Source data —
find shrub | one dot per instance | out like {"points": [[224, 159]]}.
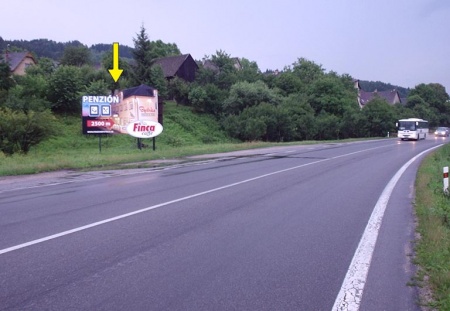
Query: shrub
{"points": [[19, 131]]}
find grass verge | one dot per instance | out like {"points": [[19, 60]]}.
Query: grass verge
{"points": [[433, 245]]}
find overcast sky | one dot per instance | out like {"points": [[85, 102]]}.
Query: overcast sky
{"points": [[402, 42]]}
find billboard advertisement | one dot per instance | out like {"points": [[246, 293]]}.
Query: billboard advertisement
{"points": [[133, 111]]}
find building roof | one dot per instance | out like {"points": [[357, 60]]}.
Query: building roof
{"points": [[141, 90], [171, 64], [15, 58]]}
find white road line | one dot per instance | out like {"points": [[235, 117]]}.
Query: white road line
{"points": [[98, 223], [350, 295]]}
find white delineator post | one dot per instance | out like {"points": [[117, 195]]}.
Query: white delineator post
{"points": [[445, 179]]}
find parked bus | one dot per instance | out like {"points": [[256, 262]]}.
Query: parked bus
{"points": [[412, 128]]}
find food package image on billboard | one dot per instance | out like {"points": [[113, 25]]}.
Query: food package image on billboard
{"points": [[113, 114]]}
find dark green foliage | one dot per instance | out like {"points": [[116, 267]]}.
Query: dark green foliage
{"points": [[159, 82], [207, 99], [244, 94], [379, 118], [371, 86], [161, 49], [262, 122], [6, 82], [431, 101], [65, 86], [19, 131], [76, 56], [179, 91], [143, 59]]}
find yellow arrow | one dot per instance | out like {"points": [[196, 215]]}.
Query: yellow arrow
{"points": [[115, 72]]}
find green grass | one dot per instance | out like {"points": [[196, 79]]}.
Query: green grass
{"points": [[185, 133], [433, 212]]}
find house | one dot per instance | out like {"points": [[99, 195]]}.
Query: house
{"points": [[182, 66], [19, 61], [208, 64], [392, 97]]}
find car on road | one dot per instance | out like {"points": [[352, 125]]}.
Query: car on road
{"points": [[442, 132]]}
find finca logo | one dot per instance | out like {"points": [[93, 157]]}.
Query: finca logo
{"points": [[144, 129]]}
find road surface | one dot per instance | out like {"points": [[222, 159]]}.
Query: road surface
{"points": [[271, 229]]}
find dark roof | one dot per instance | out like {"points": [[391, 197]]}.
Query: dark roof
{"points": [[14, 58], [208, 64], [171, 64], [141, 90], [389, 96]]}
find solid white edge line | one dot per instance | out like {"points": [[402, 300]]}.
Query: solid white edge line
{"points": [[351, 292], [98, 223]]}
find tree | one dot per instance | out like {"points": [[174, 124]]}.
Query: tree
{"points": [[380, 118], [245, 94], [331, 94], [76, 56], [6, 82], [436, 98], [249, 72], [65, 86], [161, 49], [19, 131], [142, 54], [307, 71], [29, 94], [159, 81]]}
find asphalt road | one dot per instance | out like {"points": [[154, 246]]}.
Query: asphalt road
{"points": [[274, 229]]}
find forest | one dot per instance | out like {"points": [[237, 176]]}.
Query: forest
{"points": [[303, 101]]}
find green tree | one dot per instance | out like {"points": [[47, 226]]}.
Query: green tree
{"points": [[332, 94], [19, 131], [226, 74], [249, 71], [29, 94], [307, 71], [6, 82], [65, 86], [159, 82], [207, 99], [161, 49], [301, 117], [142, 54], [44, 67], [76, 56], [380, 117], [245, 94]]}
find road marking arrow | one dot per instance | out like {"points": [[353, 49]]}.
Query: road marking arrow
{"points": [[115, 72]]}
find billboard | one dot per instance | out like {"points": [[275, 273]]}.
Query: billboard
{"points": [[133, 111]]}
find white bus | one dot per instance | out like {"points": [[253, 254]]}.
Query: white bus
{"points": [[412, 128]]}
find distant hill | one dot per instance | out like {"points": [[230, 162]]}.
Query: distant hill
{"points": [[370, 86], [55, 50]]}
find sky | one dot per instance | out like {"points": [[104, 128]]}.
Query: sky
{"points": [[402, 42]]}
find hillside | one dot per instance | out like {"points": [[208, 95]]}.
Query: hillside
{"points": [[370, 86], [54, 50], [182, 127]]}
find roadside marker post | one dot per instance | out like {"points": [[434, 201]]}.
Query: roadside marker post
{"points": [[445, 179]]}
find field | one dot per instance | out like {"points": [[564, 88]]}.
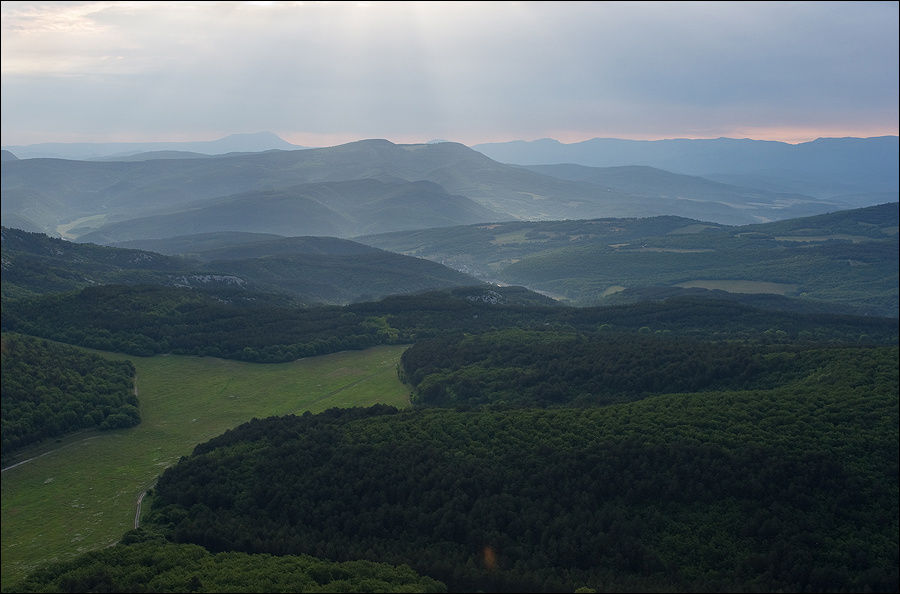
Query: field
{"points": [[80, 493]]}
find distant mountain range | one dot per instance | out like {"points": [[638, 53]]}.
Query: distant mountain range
{"points": [[310, 270], [826, 167], [365, 187]]}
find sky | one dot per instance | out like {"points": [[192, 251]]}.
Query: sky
{"points": [[325, 73]]}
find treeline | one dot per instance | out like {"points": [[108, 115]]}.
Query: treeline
{"points": [[148, 320], [50, 389], [154, 565], [790, 489], [549, 368]]}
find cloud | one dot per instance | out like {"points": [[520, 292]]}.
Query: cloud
{"points": [[465, 71]]}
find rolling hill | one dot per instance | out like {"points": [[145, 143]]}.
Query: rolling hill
{"points": [[825, 167], [338, 209], [74, 198], [311, 270], [848, 257]]}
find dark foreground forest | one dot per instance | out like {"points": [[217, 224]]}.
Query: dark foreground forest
{"points": [[791, 487]]}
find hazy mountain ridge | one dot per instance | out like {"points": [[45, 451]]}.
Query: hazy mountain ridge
{"points": [[867, 164], [77, 197], [312, 270], [847, 258]]}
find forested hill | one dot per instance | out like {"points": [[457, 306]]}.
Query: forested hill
{"points": [[145, 320], [309, 269], [787, 489], [51, 389], [847, 258]]}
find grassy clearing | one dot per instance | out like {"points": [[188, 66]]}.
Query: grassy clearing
{"points": [[81, 494]]}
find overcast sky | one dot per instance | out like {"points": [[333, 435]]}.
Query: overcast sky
{"points": [[321, 74]]}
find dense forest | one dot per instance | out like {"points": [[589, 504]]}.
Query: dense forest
{"points": [[146, 320], [678, 441], [788, 489], [143, 564], [543, 368], [51, 389]]}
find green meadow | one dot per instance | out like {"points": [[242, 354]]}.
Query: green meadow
{"points": [[80, 493]]}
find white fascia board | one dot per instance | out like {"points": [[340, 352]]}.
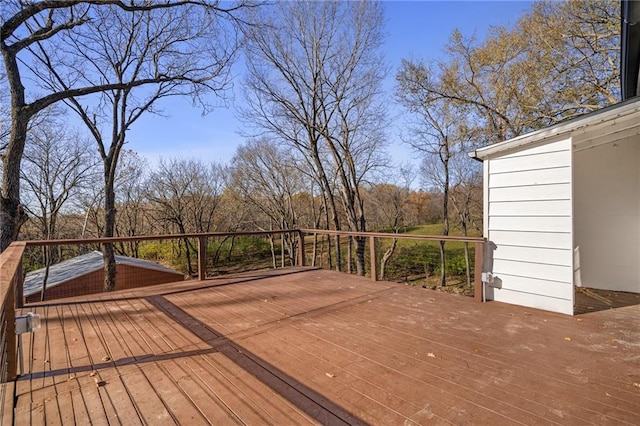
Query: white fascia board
{"points": [[581, 125]]}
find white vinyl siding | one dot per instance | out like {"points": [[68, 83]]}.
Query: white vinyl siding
{"points": [[529, 221]]}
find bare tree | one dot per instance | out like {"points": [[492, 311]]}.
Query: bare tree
{"points": [[111, 49], [265, 176], [58, 163], [186, 195], [315, 78]]}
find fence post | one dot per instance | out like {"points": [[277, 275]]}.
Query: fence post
{"points": [[9, 316], [300, 248], [372, 255], [19, 287], [477, 271], [202, 258]]}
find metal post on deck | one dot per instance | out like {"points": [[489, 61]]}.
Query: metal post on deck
{"points": [[478, 288], [372, 255], [202, 258]]}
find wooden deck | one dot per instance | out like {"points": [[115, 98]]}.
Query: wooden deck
{"points": [[299, 346]]}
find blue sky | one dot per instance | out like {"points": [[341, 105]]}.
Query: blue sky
{"points": [[416, 29]]}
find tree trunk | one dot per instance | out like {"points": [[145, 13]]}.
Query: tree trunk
{"points": [[12, 214], [349, 253], [108, 253], [273, 252], [445, 212], [385, 258], [315, 249]]}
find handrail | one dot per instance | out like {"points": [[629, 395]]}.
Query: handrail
{"points": [[100, 240], [11, 275], [393, 235], [10, 280], [478, 242]]}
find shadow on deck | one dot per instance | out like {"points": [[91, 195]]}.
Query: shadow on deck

DIRECTIVE —
Turn every line of the entries above into a numbered list, skipping any blank lines. Leave the pictures out of your answer.

RESPONSE TO THE TASK —
1. find shrub | one dot per instance | out like {"points": [[224, 159]]}.
2. Query: shrub
3. {"points": [[19, 131]]}
4. find grass verge | one dot per instance | out like {"points": [[19, 60]]}.
5. Query: grass verge
6. {"points": [[433, 245]]}
7. find overcast sky | one dot per instance | out like {"points": [[85, 102]]}.
8. Query: overcast sky
9. {"points": [[402, 42]]}
10. find billboard advertisement | one dot per instance | out like {"points": [[246, 293]]}.
11. Query: billboard advertisement
12. {"points": [[133, 111]]}
13. find building roof | one dot per instance | out like {"points": [[357, 60]]}.
14. Query: building roof
15. {"points": [[141, 90], [171, 64], [15, 58]]}
16. find white road line | one dot per instance | out like {"points": [[235, 117]]}.
17. Query: white road line
18. {"points": [[98, 223], [350, 295]]}
19. find white delineator post | one dot per instance | out like {"points": [[117, 195]]}.
20. Query: white delineator post
21. {"points": [[445, 179]]}
22. find parked bus | one dot per instance | out like {"points": [[256, 262]]}.
23. Query: parked bus
24. {"points": [[412, 128]]}
25. find food package image on billboard | one dot per instance | out like {"points": [[113, 25]]}.
26. Query: food package image on billboard
27. {"points": [[113, 114]]}
28. find dark green foliage | one dot per instance | out like {"points": [[116, 267]]}.
29. Query: dark green foliage
30. {"points": [[159, 82], [207, 99], [244, 94], [379, 118], [371, 86], [161, 49], [262, 122], [6, 82], [431, 101], [65, 86], [19, 131], [76, 56], [179, 91], [143, 59]]}
31. find yellow arrow | one dot per instance | out like {"points": [[196, 215]]}.
32. Query: yellow arrow
33. {"points": [[115, 72]]}
34. find green grass | one dot per instance | out like {"points": [[196, 79]]}.
35. Query: green grass
36. {"points": [[185, 133], [433, 212]]}
37. find house | one dot per instance | out like {"points": [[99, 195]]}.
38. Query: house
39. {"points": [[182, 66], [19, 61], [208, 64], [392, 97]]}
40. find car on road | one dot per instance | out like {"points": [[352, 125]]}.
41. Query: car on road
42. {"points": [[442, 132]]}
43. find finca logo | one dot per instance | out like {"points": [[93, 157]]}.
44. Query: finca logo
45. {"points": [[144, 129]]}
46. find road surface | one dot per instance | out like {"points": [[222, 159]]}.
47. Query: road surface
48. {"points": [[271, 229]]}
49. find dark roof | one dot per instance | out like {"points": [[391, 197]]}.
50. Query: dark roof
51. {"points": [[14, 58], [208, 64], [171, 64], [141, 90], [389, 96]]}
52. find solid white edge line | one dot per instance | out like {"points": [[402, 300]]}.
53. Query: solid white edge line
54. {"points": [[351, 292], [98, 223]]}
55. find tree | one dot per instance | out like {"points": [[174, 124]]}.
56. Query: tree
57. {"points": [[380, 118], [245, 94], [331, 94], [76, 56], [6, 82], [436, 98], [249, 72], [65, 86], [161, 49], [19, 131], [142, 54], [307, 71], [29, 94], [159, 81]]}
58. find asphalt road | one dot per instance | out like {"points": [[154, 246]]}.
59. Query: asphalt road
60. {"points": [[274, 229]]}
61. find forest | one dot per instance | out like {"points": [[237, 176]]}.
62. Query: forest
63. {"points": [[303, 101]]}
64. find green tree | one dot per instance | out like {"points": [[47, 226]]}.
65. Query: green tree
66. {"points": [[332, 94], [19, 131], [226, 74], [249, 71], [29, 94], [307, 71], [6, 82], [65, 86], [159, 82], [207, 99], [161, 49], [301, 117], [142, 54], [44, 67], [76, 56], [380, 117], [245, 94]]}
67. find road marking arrow | one dot per instance | out like {"points": [[353, 49]]}.
68. Query: road marking arrow
69. {"points": [[115, 72]]}
70. find billboard | one dot per instance | out like {"points": [[275, 273]]}.
71. Query: billboard
72. {"points": [[133, 111]]}
73. find white bus | one dot per instance | out like {"points": [[253, 254]]}.
74. Query: white bus
75. {"points": [[412, 128]]}
76. find distant hill | one dot per instance | out like {"points": [[230, 162]]}.
77. Query: distant hill
78. {"points": [[370, 86], [55, 50]]}
79. find sky | one dot per instance | out like {"points": [[104, 128]]}.
80. Query: sky
81. {"points": [[402, 42]]}
82. find hillside | one dot per instance | out like {"points": [[208, 95]]}.
83. Query: hillside
84. {"points": [[370, 86], [54, 50], [182, 127]]}
85. find roadside marker post | one dot per instance | out like {"points": [[434, 201]]}.
86. Query: roadside marker post
87. {"points": [[445, 179]]}
88. find field | one dot per instance | out like {"points": [[564, 88]]}.
89. Query: field
90. {"points": [[80, 493]]}
91. find distant mountain range | one dot per instance | out like {"points": [[638, 53]]}.
92. Query: distant mountain range
93. {"points": [[310, 270], [826, 167], [365, 187]]}
94. find sky | one dot per instance | out like {"points": [[192, 251]]}.
95. Query: sky
96. {"points": [[325, 73]]}
97. find treeline | one dot per instance | out like {"points": [[108, 115]]}.
98. Query: treeline
99. {"points": [[148, 320], [50, 389], [154, 565], [790, 489], [549, 368]]}
100. find cloud | one dot per instance | out like {"points": [[520, 292]]}.
101. Query: cloud
102. {"points": [[465, 71]]}
103. find rolling hill | one dot per instance | out like {"points": [[145, 143]]}.
104. Query: rolling hill
105. {"points": [[825, 167], [338, 209], [74, 198], [311, 270], [848, 257]]}
106. find dark foreground forest | one dot per instance | out like {"points": [[217, 224]]}.
107. Query: dark foreground forest
108. {"points": [[791, 487]]}
109. find hazy mountain ridge | one dot per instance | out like {"points": [[45, 451]]}.
110. Query: hazy mountain ridge
111. {"points": [[867, 164], [77, 197], [312, 270], [847, 258]]}
112. find forested hill | one dot per instance | out like {"points": [[457, 306]]}.
113. Query: forested hill
114. {"points": [[145, 320], [309, 269], [787, 489], [51, 389], [847, 258]]}
115. find grassy clearing | one dot per instance | out like {"points": [[188, 66]]}.
116. Query: grassy clearing
117. {"points": [[81, 494]]}
118. find overcast sky | one dot per instance | out like {"points": [[333, 435]]}.
119. Query: overcast sky
120. {"points": [[321, 74]]}
121. find dense forest | one dot per instance | out like {"points": [[589, 504]]}.
122. Query: dense forest
123. {"points": [[146, 320], [678, 441], [788, 489], [143, 564], [543, 368], [51, 389]]}
124. find green meadow | one dot per instance | out like {"points": [[242, 354]]}.
125. Query: green meadow
126. {"points": [[80, 493]]}
127. find white fascia board | one dot per instance | out like {"points": [[340, 352]]}.
128. Query: white fascia board
129. {"points": [[581, 125]]}
130. find white vinyl siding | one dot per instance | out like {"points": [[68, 83]]}.
131. Query: white vinyl siding
132. {"points": [[529, 221]]}
133. find bare tree | one dot per instance | out like {"points": [[492, 311]]}.
134. Query: bare tree
135. {"points": [[111, 49], [265, 176], [58, 163], [186, 195], [315, 78]]}
136. find fence post | one dot per instance | out like {"points": [[277, 275]]}.
137. Query: fence post
138. {"points": [[9, 316], [300, 248], [372, 255], [19, 287], [477, 271], [202, 258]]}
139. find metal post on deck | one dot per instance | out like {"points": [[489, 61]]}.
140. Query: metal post on deck
141. {"points": [[478, 288], [372, 255], [202, 258]]}
142. find wooden deck | one dot per instance | out like {"points": [[115, 98]]}.
143. Query: wooden deck
144. {"points": [[299, 346]]}
145. find blue sky | one dot per instance | out like {"points": [[341, 105]]}.
146. Query: blue sky
147. {"points": [[416, 29]]}
148. find tree trunk | one dot per instance | out like {"points": [[145, 13]]}.
149. Query: tree trunk
150. {"points": [[12, 214], [349, 253], [108, 253], [273, 252], [445, 212], [385, 258], [315, 249]]}
151. find handrail | one dot per instance | out like {"points": [[629, 395]]}.
152. Query: handrail
153. {"points": [[100, 240], [11, 275], [393, 235], [10, 280], [478, 242]]}
154. find shadow on deck | one dot per instance | out like {"points": [[91, 195]]}.
155. Query: shadow on deck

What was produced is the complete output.